Text to read:

------------------------------------------------------------

Though I highly doubt he will admit it, he’s just not the type, even Ben Bernanke knows on some level that bond market is decidedly against him, or at least his legacy. Economists have a funny way of looking at bonds, decomposing interest rates into Fisherian strata. To monetary policy, interest rates break down into three parts: expected inflation over the term of the security; the expected path of real short-term rates; and the residual term premium. Policymakers love to focus on the last one even as (or especially because) it is the most esoteric.

To gain monetary “stimulus”, officials believe that they must arrest and reduce term premiums. What is a “term premium?” It is what economists believe is the extra return a bondholder demands in order to hold a longer range fixed income instrument. In other words, all else being equal (as economists like to surmise) where the path of real short-term rates is the same as are inflation expectations, the term premium determines where an investor will buy a bond in maturity versus something shorter or longer. Economists like Bernanke argue that term premiums are high where risk is perceived to be high; in other words, you have to be compensated that much more for holding a bond for that much longer.

From that perspective, term premiums make sense in a monetary policy setting, as does the surface considerations for QE. If QE can affect long-term rates while holding the others equal or better, that suggests lower risk of investing overall.

The trouble for policymakers is that on this side of the Great “Recession” we don’t even need to account for the academic posturing. On March 20, 2006, new Federal Reserve Chairman Ben Bernanke discussed the unusual nature of low interest rates of that time. Alan Greenspan had left Bernanke his “conundrum” where he raised short-term rates considerably (in his view) but longer rates failed very conspicuously to follow. In a speech to the Economic Club of New York, Bernanke noted this disparity:

For example, since June 2004, the one-year forward rate for the period two to three years in the future has risen almost 1-1/2 percentage points. As the ten-year yield is about unchanged even as its near-term components have risen appreciably, it follows as a matter of arithmetic that its components representing returns that are more distant in time must have fallen. In fact, the one-year forward rate nine years ahead has declined 1-1/2 percentage points over this tightening cycle.

------------------------------------------------------------

Information provided:
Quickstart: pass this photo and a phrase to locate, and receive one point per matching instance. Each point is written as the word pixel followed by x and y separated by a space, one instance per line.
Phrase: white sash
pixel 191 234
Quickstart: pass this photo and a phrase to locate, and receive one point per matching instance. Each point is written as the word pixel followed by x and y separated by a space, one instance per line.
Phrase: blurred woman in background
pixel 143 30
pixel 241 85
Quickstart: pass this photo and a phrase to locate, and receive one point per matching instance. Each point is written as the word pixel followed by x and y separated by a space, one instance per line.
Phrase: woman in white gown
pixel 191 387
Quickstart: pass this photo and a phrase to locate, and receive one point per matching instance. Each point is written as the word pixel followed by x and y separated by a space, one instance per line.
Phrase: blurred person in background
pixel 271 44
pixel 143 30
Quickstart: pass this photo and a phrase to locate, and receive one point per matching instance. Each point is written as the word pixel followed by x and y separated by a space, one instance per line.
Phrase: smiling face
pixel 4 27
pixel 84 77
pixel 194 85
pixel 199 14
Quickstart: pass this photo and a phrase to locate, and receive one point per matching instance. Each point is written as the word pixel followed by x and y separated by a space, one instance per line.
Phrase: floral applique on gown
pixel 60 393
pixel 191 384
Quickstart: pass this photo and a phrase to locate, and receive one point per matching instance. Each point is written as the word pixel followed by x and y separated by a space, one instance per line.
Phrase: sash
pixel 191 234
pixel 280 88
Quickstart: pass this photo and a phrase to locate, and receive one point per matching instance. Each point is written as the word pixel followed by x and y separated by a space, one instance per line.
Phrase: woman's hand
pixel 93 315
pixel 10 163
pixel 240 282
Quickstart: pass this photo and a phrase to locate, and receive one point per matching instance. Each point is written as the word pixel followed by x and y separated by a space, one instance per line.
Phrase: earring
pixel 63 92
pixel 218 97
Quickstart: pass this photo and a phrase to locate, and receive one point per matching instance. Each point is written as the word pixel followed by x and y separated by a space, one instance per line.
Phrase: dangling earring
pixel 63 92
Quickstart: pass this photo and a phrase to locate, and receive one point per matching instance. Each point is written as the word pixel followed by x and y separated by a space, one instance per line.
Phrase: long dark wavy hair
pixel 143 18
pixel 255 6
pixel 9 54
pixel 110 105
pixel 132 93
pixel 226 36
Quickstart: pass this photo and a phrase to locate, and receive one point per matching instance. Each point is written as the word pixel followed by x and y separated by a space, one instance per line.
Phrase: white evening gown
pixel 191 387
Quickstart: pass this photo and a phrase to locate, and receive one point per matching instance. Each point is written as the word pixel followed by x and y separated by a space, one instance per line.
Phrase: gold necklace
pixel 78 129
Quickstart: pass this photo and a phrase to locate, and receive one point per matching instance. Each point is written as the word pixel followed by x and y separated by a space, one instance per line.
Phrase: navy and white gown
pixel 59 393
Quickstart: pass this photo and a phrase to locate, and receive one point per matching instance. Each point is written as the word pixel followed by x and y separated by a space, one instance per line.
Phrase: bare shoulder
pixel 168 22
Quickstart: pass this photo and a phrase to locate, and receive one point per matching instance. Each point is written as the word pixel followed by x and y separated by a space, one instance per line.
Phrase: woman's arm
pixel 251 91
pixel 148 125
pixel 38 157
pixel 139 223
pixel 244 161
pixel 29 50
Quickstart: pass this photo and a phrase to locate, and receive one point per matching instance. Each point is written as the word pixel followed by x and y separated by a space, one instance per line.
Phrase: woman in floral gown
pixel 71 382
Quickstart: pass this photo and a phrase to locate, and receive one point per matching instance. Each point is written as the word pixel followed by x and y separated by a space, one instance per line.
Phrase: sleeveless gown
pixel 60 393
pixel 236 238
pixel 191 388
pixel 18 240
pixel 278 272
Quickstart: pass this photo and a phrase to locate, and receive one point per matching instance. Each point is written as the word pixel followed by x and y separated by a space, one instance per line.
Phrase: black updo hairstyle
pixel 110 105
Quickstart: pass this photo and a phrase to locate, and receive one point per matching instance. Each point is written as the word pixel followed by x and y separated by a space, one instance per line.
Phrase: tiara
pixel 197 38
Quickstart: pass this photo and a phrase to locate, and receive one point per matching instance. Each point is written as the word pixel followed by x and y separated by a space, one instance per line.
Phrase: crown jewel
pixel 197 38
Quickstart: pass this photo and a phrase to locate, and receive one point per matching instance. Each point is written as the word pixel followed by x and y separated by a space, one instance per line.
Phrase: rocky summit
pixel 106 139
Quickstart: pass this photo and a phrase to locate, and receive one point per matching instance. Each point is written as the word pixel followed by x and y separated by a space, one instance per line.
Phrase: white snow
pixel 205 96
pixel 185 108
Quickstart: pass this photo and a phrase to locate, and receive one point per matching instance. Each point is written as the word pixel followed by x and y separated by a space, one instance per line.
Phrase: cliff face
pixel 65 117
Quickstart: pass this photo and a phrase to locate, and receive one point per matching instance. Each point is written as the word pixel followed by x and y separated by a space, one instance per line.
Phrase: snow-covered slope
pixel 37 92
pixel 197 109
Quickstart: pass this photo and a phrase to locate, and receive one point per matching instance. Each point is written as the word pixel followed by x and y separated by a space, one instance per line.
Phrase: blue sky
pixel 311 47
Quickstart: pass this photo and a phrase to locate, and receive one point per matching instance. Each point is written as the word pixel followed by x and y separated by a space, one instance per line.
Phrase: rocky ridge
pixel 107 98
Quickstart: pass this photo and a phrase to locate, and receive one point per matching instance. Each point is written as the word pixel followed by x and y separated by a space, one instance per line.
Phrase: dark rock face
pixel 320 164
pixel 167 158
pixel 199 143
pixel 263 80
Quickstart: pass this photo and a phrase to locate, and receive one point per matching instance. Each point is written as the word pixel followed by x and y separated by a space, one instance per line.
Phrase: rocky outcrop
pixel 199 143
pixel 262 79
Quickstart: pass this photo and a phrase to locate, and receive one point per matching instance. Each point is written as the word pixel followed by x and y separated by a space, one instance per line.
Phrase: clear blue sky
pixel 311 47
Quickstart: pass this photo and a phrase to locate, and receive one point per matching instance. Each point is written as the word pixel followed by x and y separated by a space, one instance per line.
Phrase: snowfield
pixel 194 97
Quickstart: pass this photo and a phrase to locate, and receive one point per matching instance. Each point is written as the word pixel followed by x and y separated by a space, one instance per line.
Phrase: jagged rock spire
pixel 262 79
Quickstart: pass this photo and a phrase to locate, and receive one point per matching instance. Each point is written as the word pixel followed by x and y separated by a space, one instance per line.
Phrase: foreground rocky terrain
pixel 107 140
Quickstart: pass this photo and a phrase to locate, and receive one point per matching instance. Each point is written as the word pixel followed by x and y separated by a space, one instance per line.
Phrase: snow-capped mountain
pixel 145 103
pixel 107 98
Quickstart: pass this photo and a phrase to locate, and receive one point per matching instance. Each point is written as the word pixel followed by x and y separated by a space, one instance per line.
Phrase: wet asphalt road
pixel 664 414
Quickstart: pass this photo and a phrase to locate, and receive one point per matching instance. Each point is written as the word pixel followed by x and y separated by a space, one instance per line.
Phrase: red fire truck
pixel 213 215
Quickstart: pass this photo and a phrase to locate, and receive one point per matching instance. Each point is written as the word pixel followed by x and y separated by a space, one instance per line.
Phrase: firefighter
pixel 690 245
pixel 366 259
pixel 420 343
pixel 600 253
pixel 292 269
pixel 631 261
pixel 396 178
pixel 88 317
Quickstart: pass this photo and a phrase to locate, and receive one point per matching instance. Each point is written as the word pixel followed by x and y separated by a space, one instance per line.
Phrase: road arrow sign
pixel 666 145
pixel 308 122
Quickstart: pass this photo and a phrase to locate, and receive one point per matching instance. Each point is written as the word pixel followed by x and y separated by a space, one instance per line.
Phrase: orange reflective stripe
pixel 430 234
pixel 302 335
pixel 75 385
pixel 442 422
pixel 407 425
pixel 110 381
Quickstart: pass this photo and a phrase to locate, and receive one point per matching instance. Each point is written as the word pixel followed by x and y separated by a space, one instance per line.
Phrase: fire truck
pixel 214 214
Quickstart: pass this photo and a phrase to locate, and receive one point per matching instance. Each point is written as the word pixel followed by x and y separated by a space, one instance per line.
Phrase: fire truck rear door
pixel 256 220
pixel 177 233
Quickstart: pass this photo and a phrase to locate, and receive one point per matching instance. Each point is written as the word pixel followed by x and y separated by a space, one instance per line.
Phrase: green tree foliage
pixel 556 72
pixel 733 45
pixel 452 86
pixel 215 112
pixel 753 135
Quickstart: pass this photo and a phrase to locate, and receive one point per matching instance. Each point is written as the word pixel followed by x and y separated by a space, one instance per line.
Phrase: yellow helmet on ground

------------------------------------------------------------

Tasks to complete:
**1.** Sum up the piece on Bernanke and term premiums in two sentences.
**2.** In the piece on Bernanke and term premiums, which group heard Bernanke's March 20, 2006 speech?
**3.** Resume the piece on Bernanke and term premiums after its final sentence, following on from the quoted speech.

Answers to the exercises:
**1.** The piece explains that economists break interest rates into expected inflation, the expected path of real short-term rates and a term premium, which is the extra return a bondholder demands for holding a longer bond and which policymakers try to reduce to gain monetary stimulus. It recalls that on March 20, 2006, Bernanke told the Economic Club of New York that the ten-year yield had stayed about unchanged since June 2004 even as short-term rates rose.

**2.** The Economic Club of New York.

**3.**
The question was about how to interpret the apparent inconsistency. To Bernanke, it was a matter of breaking down the constituent parts of rates:

To the extent that the decline in forward rates can be traced to a decline in the term premium, perhaps for one or more of the reasons I have just suggested, the effect is financially stimulative and argues for greater monetary policy restraint, all else being equal. Specifically, if spending depends on long-term interest rates, special factors that lower the spread between short-term and long-term rates will stimulate aggregate demand. Thus, when the term premium declines, a higher short-term rate is required to obtain the long-term rate and the overall mix of financial conditions consistent with maximum sustainable employment and stable prices.

This was not the only possibility (and again there are serious doubts as to just how realistic this view actually is). Juxtaposing that more hopeful condition against another scenario, Bernanke gives us his own answer to the current predicament delivered long before its appearance.

However, if the behavior of long-term yields reflects current or prospective economic conditions, the implications for policy may be quite different–indeed, quite the opposite. The simplest case in point is when low or falling long-term yields reflect investor expectations of future economic weakness. Suppose, for example, that investors expect economic activity to slow at some point in the future. If investors expect that weakness to require policy easing in the medium term, they will mark down their projected path of future spot interest rates, lowering far-forward rates and causing the yield curve to flatten or even to invert.

In terms of Fisherian decomposition of longer term interest rates, this means that where the expected path of short run real rates is low and gets lower then reduction in long-term rates is not helpful via lower term premiums but increased (perceived) risk accompanying that mark down. Typically we see this behavior where the UST curve inverts, but that is not the only way to observe it; and I would argue, given the state of short end activity, it is not the correct way.

In fact, there is an alternate method to derive what might be the expected path of short run rates, real or otherwise – the eurodollar futures curve. In the last nearly three years of this “rising dollar” and its preceding months, the eurodollar curve has not just flattened but done so in remarkable fashion. What it suggests about both the time value of money and overall risk/opportunity is nothing short of alarming. It qualifies in every way for Bernanke’s definition of “if investors expect that weakness to require policy easing in the medium term, they will mark down their projected path of future spot interest rates.” In the case of eurodollar futures, though they are not connected to spot rates but 3-month LIBOR, it is perhaps a more appropriate substitute (we could also use the OIS curve, as its history accomplishes the same result).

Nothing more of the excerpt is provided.